| Document section |
----------------------------------------
The Supreme Court on Friday agreed to hear its first major abortion case since 2007, one that has the potential to affect millions of women and to revise the constitutional principles governing abortion rights.
The court's decision will probably arrive in late June, as the presidential campaign enters its final stretch, thrusting the divisive issue of abortion to the forefront of public debate. Other major rulings — on affirmative action, public unions, contraception coverage and possibly immigration — are also expected to land around then.
But it is the new abortion case, however it is decided, that is likely to produce the term's most consequential and legally significant decision. Many states have been enacting restrictions that test the limits of the constitutional right to abortion established in 1973 in Roe v. Wade, and a ruling in the new case, from Texas, will enunciate principles that will apply in all of them.
The case may turn out to be the third installment in a legal trilogy on the scope of the constitutional right to abortion, one that started with Roe and continued in 1992 with Planned Parenthood v. Casey.
The Casey decision said states may not place undue burdens on the constitutional right to abortion before fetal viability. Undue burdens, it said, included "unnecessary health regulations that have the purpose or effect of presenting a substantial obstacle to a woman seeking an abortion."
Justice Anthony M. Kennedy helped write the controlling opinion in Casey, and his vote will almost certainly be crucial in the new case, Whole Woman's Health v. Cole, No. 15-274. The future of abortion rights in the United States probably rests almost entirely in his hands, given the deadlock on the court between conservatives and liberals.
----------------------------------------
| What to do |
Continue the article on the Supreme Court's new Texas abortion case, picking up right after its final sentence.

| Recorded data |
----------------------------------------
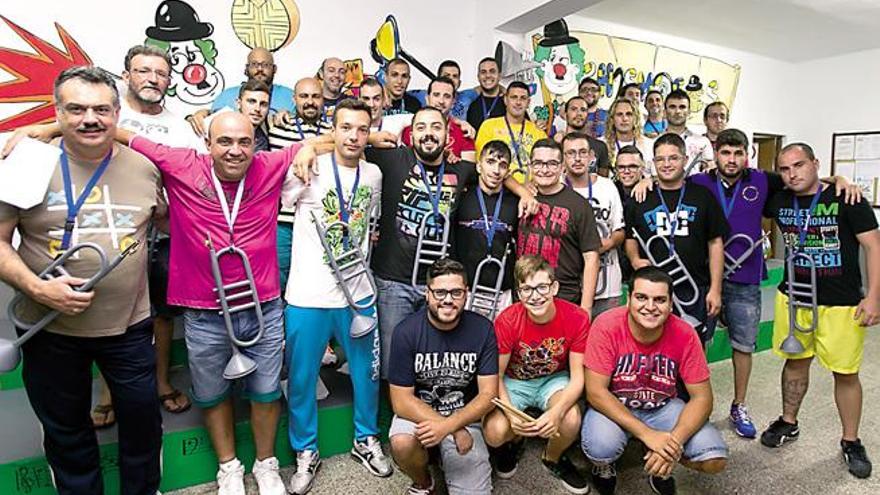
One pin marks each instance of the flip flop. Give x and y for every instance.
(173, 396)
(104, 411)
----------------------------------------
| Output of the task |
The case is a challenge to a Texas law that would leave the state with about 10 abortion clinics, down from more than 40. Such a change, the abortion providers who are plaintiffs in the case told the justices, would have a vast practical impact.
"Texas is the second-most-populous state in the nation — home to 5.4 million women of reproductive age," they wrote in their brief urging the court to hear the case. "More than 60,000 of those women choose to have an abortion each year."
The case concerns two parts of a state law that imposes strict requirements on abortion providers. It was passed by the Republican-dominated Texas Legislature and signed into law in July 2013 by Rick Perry, the governor at the time.
One part of the law requires all clinics in the state to meet the standards for "ambulatory surgical centers," including regulations concerning buildings, equipment and staffing. The other requires doctors performing abortions to have admitting privileges at a nearby hospital.
Officials in Texas said the contested provisions were needed to protect women's health. Abortion providers responded that the regulations were expensive, unnecessary and intended to put many of them out of business.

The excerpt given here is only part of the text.